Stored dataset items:
* BEGIN *

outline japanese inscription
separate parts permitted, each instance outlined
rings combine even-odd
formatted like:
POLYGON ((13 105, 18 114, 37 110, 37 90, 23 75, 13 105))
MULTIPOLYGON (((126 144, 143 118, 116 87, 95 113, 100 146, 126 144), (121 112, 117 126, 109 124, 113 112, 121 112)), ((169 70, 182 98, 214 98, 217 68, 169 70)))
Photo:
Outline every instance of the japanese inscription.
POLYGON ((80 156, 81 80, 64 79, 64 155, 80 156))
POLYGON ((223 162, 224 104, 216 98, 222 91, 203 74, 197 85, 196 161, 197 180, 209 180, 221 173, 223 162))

* END *

▶ **WHAT IS NEEDED**: Please repeat all of the stored dataset items above, character for character.

▶ **TASK SOLUTION**:
outline japanese inscription
separate parts permitted, each instance outlined
rings combine even-odd
formatted like:
POLYGON ((13 105, 18 114, 37 110, 37 90, 23 75, 13 105))
MULTIPOLYGON (((126 144, 143 118, 116 87, 95 113, 100 146, 126 144), (121 112, 117 126, 109 124, 113 112, 121 112)), ((169 70, 182 98, 214 98, 217 68, 169 70)))
Photo:
Outline every instance of the japanese inscription.
POLYGON ((80 156, 81 80, 64 79, 64 155, 80 156))
POLYGON ((223 162, 224 104, 216 98, 222 91, 203 74, 197 85, 196 161, 197 180, 209 180, 221 173, 223 162))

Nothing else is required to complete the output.